__Folgendes bearbeiten__:
1. Zählen Sie alle Tierarten auf, mit denen Tina Jahns laut dem Bericht über ihren Besuch zusammenlebt, und geben Sie zu jeder die genannte Anzahl an.
2. Führen Sie den Bericht über den Besuch bei Tina Jahns im Anschluss an seinen letzten Satz weiter.

__Artikel__:

-------------------------

Zu Besuch bei Tina Jahns und ihren Tieren
Linden (kobinet) Die Inklusionsbotschafterin Tina Jahns hat in vielerlei Hinsicht einen anderen Blick auf die Dinge, das Leben sowie auf die Menschen und Tiere, die um sie herum sind. kobinet-Redakteur Ottmar Miles-Paul besuchte sie zusammen mit der Koordinatorin des Inklusionsbotschafter*innen-Projektes der Interessenvertretung Selbstbestimmt Leben in Deutschland (ISL), Susanne Göbel, im ländlichen Frankenland in Linden, das zu Neustadt an der Aisch gehört und in der Nähe von Erlangen und Nürnberg liegt. Dort erfuhren sie u.a. dass die angeborene Muskelschwäche für Tina Jahns kein unüberwindbares Hindernis darstellt. Vielmehr hat sie früh gelernt, den einzigartigen Gewinn einer solchen besonderen Lebenssituation zu leben. Mit zwei Hunden, zwei Katzen und drei Pferden samt Mitbewohner und Assistenz lebt die Sozialpädagogin und Peer Counselorin ein buntes Leben auf einem ehemaligen Bauernhof.

-------------------------

__Gespeicherte Daten__:
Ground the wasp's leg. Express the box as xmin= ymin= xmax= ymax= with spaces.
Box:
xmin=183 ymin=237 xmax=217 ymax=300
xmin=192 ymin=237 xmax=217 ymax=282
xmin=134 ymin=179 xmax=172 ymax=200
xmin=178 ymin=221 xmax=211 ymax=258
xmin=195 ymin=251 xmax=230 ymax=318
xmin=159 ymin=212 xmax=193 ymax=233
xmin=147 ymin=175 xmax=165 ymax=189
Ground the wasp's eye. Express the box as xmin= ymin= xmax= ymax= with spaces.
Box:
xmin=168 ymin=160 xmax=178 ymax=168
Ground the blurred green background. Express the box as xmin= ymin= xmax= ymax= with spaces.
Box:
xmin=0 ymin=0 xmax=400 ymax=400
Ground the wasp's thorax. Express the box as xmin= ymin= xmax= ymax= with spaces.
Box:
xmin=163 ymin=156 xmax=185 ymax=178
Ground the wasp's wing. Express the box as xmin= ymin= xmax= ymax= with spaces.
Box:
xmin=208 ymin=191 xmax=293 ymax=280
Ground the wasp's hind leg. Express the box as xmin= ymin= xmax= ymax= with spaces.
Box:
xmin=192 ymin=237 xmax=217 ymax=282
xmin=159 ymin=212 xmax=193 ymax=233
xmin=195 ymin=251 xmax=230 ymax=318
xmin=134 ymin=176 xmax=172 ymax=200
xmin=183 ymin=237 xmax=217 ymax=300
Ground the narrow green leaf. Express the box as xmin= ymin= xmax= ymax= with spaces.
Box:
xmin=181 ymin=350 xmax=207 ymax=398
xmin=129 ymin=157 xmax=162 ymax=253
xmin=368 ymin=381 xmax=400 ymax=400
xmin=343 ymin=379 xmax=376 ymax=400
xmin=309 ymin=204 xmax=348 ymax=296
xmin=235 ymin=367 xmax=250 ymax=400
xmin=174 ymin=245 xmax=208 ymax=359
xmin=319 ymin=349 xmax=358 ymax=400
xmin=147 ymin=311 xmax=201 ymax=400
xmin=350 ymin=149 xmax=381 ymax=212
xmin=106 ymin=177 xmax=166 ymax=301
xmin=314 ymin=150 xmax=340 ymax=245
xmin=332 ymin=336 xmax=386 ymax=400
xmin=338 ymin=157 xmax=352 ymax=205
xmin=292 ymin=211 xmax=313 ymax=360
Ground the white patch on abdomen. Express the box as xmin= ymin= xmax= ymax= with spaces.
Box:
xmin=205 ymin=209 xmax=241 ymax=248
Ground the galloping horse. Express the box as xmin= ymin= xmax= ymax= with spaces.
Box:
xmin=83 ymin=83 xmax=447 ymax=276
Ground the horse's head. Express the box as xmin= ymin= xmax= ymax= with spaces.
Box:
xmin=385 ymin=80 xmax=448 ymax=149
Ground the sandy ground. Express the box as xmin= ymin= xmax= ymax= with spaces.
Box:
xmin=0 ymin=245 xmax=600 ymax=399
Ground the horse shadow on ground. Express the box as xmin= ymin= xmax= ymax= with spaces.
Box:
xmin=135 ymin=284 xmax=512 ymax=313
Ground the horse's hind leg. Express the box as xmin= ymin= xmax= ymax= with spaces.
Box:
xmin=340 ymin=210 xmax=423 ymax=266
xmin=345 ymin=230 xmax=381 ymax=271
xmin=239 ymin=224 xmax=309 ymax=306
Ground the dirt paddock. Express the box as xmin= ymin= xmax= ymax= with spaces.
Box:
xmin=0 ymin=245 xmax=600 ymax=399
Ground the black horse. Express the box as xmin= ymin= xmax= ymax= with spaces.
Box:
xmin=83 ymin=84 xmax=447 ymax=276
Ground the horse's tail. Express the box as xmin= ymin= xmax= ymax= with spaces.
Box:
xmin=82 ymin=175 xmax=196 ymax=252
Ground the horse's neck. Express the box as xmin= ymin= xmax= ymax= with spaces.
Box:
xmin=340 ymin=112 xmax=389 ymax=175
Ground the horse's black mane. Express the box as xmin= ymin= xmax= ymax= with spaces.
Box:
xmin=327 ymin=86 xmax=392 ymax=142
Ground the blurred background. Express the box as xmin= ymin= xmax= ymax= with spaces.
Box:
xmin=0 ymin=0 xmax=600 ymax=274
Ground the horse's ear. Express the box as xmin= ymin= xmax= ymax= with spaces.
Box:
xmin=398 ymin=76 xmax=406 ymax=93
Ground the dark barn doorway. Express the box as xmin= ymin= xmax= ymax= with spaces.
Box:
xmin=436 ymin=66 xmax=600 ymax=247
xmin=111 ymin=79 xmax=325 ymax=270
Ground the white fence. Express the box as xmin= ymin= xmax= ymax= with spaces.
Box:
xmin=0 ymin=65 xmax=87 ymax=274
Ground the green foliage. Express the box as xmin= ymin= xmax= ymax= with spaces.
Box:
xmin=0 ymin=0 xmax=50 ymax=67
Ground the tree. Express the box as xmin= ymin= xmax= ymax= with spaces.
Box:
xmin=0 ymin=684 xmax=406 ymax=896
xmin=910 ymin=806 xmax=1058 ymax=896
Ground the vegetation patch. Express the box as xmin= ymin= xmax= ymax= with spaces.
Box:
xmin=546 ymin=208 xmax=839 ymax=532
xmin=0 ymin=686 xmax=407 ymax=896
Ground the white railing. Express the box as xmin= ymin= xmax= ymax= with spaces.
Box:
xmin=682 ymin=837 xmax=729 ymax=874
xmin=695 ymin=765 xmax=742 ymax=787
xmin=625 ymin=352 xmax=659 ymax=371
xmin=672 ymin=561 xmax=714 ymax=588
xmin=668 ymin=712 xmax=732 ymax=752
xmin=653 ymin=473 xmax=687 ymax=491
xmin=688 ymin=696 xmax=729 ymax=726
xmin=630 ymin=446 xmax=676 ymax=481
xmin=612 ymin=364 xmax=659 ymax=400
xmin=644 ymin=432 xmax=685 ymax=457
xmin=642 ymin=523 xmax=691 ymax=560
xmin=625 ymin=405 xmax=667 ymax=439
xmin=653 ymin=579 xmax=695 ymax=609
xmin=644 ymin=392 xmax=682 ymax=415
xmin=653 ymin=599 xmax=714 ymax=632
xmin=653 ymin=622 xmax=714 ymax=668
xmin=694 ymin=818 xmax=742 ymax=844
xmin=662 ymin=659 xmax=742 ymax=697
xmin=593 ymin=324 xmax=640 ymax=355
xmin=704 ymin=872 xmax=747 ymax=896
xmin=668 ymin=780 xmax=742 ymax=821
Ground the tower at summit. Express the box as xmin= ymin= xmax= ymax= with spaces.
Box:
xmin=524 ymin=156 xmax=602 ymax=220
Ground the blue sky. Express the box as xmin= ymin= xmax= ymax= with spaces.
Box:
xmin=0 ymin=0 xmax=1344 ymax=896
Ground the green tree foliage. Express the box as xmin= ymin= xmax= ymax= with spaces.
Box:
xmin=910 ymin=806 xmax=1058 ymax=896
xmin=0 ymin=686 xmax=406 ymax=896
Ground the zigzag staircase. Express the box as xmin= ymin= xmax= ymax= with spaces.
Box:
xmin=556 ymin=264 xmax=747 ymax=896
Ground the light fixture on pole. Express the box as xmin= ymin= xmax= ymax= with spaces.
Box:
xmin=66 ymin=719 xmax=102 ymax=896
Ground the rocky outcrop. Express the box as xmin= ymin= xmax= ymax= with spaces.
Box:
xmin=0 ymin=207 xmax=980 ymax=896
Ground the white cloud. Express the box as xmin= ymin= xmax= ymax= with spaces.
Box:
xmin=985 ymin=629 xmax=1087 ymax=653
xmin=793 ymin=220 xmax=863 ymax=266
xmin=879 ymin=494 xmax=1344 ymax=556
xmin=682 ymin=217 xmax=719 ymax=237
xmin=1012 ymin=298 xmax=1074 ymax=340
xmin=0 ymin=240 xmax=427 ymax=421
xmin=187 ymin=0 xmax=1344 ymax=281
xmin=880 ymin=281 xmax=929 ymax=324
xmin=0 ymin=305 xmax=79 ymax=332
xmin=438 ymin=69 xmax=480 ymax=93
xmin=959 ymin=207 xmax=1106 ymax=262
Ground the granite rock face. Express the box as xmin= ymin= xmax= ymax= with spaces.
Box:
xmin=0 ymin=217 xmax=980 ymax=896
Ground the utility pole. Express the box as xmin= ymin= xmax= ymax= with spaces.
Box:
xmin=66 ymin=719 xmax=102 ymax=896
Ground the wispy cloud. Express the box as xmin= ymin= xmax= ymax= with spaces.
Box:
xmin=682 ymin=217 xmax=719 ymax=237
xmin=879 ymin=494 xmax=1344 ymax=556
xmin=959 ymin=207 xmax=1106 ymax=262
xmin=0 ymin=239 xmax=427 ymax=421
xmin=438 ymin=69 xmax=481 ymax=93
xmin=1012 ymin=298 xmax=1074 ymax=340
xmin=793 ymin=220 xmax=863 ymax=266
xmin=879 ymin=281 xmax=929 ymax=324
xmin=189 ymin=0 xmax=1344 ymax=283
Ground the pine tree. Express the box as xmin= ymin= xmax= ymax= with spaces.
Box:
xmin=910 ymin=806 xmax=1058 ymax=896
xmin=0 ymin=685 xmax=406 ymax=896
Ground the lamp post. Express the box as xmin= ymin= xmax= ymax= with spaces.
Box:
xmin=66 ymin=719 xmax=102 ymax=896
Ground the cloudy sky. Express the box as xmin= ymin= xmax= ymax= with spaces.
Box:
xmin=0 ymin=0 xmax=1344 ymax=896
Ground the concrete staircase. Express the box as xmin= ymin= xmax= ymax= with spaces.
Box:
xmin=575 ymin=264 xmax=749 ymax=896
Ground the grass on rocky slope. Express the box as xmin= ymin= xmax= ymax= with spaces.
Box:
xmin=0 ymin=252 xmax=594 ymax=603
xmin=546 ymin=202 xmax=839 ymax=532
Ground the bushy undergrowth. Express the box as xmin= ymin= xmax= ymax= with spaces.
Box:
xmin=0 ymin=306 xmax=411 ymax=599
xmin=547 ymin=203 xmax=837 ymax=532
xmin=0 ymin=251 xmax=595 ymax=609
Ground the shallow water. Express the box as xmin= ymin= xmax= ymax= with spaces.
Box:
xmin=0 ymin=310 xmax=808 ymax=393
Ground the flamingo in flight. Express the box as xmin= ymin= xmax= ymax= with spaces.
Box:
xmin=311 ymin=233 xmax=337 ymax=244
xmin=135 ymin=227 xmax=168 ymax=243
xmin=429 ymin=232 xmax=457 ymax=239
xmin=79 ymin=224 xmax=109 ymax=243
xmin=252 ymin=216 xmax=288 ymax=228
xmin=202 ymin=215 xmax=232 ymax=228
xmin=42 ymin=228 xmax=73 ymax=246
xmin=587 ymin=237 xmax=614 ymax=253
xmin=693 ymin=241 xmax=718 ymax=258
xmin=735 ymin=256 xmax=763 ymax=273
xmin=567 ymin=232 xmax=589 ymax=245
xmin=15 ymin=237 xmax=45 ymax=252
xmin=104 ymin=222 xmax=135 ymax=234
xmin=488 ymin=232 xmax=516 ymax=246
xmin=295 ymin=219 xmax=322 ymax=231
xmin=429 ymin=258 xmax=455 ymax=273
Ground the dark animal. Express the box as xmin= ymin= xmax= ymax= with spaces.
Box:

-------------------------

__Ergebnisse der Aufgaben__:
1. zwei Hunde, zwei Katzen, drei Pferde

2.
Bericht von kobinet-Redakteur Ottmar Miles-Paul
Wenn man bei Tina Jahns bei gutem Wetter zum Kaffeetrinken ankommt, merkt man sofort, dass hier einiges anders als sonst ist. Auf dem Gelände, auf dem sie wohnt, sind beispielsweise nicht die Pferde eingesperrt. Der Freisitz, auf dem wir zusammensaßen, ist vielmehr von einem Zaun mit Seilen umrandet, so dass die Pferde frei um uns herum laufen können und wir sozusagen in der Zooperspektive eingezäunt sind. Die beiden Hunde springen fröhlich um Tina Jahns und uns herum, während die Katzen, die im Haus schlafen, von all dem ganz und gar nichts wissen wollen. Dafür interessieren sich zwei von den drei Pferden von Tina Jahns sofort für uns und so kommen wir auch ganz schnell auf diese beeindruckenden Kaltblüter zu sprechen, die über die Umzäunung hinweg auf uns herabschauen. Und da kommt auch schon ein weiterer Denkanstoß im Umgang zwischen Mensch und Tier. Tina Jahns hält nämlich entgegen so vieler anderer Pferdenarren nichts davon, auf Pferden zu reiten. Pferde hätten in der Vergangenheit zwar immer wieder als Nutz- und Reittiere wichtige Funktionen für die Menschheit übernommen, aber heute müssten schwere Menschen nicht mehr auf Pferderücken steigen und ihnen durch so manche Dressurakte ihren Willen aufdrücken. Denn Pferde sind stolze Tiere und sollen es nach Ansicht von Tina Jahns auch bleiben dürfen.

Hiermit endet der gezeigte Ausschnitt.